• _Selected excerpt_
************
It is discouraging, to put it mildly, to see this acrimonious re-run of the arguments about "Hillarycare" 15 years ago over something that, to most Europeans, is beyond dispute: the right of everyone to decent healthcare they can afford. It seems to defy a basic sense of justice that, at any one time, more than 40 million Americans have no health insurance and that the financial damage from losing a job is compounded by the loss of the insurance that went with it.

Defenders of the status quo have to face the unpalatable fact that the US spends proportionally far more than any other developed country on a system that produces worse results, in terms of life expectancy, infant mortality and cancer survival. Now, as 15 years ago, however, such facts are no deterrent to insurance groups and drug companies, not to mention high-earning doctors, who fear financial loss from any change. Now, as then, they are using the basest of tactics to defend their interests.
************
• _Recorded data_

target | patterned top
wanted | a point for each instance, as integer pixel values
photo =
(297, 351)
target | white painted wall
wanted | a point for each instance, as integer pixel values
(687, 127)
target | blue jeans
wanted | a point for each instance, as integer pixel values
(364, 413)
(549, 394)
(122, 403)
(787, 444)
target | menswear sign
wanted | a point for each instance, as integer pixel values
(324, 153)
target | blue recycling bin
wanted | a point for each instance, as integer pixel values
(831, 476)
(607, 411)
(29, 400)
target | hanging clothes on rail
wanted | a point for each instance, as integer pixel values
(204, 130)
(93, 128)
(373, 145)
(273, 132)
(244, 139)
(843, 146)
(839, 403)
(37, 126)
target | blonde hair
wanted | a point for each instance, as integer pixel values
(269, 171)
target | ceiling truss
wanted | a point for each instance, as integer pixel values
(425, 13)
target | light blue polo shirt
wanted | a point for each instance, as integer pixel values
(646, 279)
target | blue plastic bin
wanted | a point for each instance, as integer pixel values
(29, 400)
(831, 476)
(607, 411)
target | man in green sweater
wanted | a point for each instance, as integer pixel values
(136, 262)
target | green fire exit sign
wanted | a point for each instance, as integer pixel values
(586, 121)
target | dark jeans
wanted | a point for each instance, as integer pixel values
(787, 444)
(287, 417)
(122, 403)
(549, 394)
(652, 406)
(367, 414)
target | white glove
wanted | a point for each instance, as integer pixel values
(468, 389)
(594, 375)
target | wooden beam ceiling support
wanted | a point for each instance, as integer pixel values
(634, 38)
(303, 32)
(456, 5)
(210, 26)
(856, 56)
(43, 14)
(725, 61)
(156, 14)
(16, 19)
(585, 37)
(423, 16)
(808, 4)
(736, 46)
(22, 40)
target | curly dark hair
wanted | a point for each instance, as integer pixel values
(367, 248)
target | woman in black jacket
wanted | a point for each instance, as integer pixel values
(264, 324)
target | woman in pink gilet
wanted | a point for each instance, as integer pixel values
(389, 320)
************
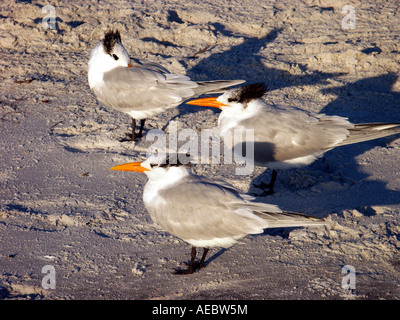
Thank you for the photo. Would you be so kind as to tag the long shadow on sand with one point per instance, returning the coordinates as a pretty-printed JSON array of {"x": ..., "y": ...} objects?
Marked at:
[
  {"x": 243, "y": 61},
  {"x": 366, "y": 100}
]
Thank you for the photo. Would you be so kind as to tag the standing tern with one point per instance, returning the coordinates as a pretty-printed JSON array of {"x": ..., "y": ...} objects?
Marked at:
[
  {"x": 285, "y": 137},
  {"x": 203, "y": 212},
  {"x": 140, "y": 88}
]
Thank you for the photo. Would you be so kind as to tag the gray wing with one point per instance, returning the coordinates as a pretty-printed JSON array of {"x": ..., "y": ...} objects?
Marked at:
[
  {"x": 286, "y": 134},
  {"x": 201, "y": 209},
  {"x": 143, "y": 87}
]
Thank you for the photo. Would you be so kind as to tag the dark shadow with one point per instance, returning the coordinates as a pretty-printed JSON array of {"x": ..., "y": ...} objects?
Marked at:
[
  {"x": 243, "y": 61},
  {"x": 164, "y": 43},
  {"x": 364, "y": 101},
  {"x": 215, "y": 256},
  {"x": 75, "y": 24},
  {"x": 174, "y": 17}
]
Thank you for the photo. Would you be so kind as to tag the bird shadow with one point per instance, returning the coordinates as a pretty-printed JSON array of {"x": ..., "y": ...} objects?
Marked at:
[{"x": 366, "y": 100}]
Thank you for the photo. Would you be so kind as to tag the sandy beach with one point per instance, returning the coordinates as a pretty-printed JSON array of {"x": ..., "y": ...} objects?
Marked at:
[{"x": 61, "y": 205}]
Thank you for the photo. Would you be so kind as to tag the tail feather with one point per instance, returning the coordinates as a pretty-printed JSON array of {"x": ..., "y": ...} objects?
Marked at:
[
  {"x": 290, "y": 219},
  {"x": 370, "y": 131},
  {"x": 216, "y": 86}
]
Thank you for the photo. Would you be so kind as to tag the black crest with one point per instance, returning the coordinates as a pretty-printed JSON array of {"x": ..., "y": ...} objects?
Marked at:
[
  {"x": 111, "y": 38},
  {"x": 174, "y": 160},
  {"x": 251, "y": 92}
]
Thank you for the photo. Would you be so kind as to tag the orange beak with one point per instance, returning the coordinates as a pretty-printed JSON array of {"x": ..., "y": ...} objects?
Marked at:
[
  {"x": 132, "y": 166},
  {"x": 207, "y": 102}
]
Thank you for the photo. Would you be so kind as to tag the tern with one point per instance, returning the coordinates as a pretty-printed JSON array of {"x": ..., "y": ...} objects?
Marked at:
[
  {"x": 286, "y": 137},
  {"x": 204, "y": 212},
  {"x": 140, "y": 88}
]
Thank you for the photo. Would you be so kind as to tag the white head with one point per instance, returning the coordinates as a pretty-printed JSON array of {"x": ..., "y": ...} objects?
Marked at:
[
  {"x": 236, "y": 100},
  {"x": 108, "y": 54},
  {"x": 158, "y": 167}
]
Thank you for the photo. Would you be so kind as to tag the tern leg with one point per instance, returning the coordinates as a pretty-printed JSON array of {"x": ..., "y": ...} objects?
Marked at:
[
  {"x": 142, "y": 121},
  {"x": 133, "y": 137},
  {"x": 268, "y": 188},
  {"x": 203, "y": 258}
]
************
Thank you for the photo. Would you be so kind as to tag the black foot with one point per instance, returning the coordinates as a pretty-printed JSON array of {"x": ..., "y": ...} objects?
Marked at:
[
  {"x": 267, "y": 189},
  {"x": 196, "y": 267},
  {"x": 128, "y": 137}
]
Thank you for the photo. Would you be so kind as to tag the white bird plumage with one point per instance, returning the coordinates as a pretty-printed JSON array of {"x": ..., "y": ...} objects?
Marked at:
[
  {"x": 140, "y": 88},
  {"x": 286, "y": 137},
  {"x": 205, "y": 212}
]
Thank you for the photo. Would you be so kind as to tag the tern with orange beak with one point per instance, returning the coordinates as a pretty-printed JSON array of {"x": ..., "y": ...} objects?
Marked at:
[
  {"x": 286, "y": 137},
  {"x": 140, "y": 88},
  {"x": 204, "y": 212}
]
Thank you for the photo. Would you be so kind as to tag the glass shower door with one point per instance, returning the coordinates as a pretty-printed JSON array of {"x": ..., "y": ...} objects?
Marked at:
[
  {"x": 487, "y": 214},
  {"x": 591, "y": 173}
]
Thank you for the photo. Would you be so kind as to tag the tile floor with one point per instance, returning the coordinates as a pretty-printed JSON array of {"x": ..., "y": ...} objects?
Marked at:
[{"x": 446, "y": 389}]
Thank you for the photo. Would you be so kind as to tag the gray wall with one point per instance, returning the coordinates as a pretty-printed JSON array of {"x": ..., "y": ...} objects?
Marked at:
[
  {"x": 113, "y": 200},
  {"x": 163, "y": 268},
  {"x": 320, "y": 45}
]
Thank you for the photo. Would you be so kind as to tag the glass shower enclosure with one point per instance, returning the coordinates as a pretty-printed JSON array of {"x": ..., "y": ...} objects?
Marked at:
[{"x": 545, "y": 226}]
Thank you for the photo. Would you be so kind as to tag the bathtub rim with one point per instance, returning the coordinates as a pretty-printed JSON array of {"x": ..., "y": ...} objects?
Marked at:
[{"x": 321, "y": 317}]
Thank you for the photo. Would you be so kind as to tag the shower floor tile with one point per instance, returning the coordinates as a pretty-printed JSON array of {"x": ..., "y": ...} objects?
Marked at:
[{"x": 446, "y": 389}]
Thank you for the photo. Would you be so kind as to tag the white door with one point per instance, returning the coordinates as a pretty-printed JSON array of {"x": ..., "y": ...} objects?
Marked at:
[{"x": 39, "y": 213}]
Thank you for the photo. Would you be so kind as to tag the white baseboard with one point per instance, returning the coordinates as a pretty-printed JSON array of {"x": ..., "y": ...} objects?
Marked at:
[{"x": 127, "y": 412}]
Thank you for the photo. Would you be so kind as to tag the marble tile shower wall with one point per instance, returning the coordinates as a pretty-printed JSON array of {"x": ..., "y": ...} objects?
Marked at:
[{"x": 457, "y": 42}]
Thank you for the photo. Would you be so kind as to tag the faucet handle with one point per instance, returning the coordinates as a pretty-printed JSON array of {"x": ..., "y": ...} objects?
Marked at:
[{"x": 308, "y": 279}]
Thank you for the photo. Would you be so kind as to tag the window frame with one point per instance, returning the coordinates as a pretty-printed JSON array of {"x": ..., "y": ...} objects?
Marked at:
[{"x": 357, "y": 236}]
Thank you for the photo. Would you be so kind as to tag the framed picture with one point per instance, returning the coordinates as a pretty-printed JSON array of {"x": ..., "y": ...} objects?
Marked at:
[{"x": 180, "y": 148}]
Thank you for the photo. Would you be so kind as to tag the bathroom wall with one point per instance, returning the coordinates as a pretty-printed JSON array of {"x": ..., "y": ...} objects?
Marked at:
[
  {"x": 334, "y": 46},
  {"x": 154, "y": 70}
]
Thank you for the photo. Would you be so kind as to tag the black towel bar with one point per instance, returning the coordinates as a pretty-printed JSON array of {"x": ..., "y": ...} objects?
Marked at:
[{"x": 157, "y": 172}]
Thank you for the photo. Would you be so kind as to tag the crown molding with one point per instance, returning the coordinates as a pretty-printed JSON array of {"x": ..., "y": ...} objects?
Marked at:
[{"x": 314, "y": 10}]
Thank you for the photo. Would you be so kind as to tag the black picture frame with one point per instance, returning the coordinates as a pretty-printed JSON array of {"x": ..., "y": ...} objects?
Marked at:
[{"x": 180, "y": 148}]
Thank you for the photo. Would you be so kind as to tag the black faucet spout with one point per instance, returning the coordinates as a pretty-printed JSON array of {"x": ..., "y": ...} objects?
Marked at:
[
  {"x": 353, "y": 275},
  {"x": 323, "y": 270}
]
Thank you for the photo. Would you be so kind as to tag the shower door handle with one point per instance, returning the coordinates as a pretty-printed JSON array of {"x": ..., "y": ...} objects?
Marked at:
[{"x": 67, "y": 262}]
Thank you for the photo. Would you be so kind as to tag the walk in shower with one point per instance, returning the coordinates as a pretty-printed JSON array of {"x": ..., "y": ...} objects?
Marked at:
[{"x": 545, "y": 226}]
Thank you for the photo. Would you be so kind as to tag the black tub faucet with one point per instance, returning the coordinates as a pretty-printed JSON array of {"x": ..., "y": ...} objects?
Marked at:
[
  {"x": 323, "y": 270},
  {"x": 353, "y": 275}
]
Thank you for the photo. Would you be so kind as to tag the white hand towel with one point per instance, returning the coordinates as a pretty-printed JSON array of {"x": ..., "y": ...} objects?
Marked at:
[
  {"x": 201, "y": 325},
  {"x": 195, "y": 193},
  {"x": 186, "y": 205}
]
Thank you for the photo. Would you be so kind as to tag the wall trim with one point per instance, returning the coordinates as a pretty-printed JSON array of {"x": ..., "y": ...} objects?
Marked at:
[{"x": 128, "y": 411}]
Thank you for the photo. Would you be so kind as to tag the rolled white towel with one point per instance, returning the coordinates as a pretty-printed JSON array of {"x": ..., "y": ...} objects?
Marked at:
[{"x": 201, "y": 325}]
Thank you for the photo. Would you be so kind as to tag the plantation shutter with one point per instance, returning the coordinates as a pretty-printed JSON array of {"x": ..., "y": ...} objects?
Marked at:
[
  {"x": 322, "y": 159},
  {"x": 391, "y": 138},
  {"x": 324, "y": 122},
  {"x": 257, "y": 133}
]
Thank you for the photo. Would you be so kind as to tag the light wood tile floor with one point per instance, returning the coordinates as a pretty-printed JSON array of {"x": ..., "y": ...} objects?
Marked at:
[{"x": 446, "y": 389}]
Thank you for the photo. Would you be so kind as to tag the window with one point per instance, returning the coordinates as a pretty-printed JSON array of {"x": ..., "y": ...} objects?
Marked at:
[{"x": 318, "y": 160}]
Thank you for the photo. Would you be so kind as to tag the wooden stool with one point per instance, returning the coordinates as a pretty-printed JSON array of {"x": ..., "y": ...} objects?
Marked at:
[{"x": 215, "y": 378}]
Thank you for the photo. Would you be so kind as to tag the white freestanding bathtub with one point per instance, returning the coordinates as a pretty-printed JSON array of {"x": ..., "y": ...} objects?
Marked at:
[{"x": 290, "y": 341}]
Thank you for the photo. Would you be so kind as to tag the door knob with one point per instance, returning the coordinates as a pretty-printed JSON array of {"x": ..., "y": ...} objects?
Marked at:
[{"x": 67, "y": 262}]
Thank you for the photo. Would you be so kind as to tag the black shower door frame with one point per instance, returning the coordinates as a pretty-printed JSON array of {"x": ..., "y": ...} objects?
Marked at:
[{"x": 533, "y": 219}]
************
• _What to do_
Carry on the commentary on American healthcare reform, starting right after its last sentence. The rows have no connection to the commentary on American healthcare reform.

• _Answer space_
Capitalising on surveys that show more people to be satisfied with the current system than not, they are appealing to Americans' worst instincts: the streak of meanness that blames the poor and weak for their condition and makes self-reliance an article of faith. Adverts play on the fear of the haves that extending health insurance to the have-nots will reduce quality and accessibility for the rest. Curiously, our own NHS has acquired a bit part in the drama, with tales of waiting lists, rationing, age discrimination and even supposed encouragement to euthanasia, all vying for expensive US airtime.

Mr Obama is fighting back doughtily, as he must. It would be tragic if the reform agenda of a President whose election showed America at its open-hearted best should be derailed so soon by arguments that epitomise America at its selfish worst.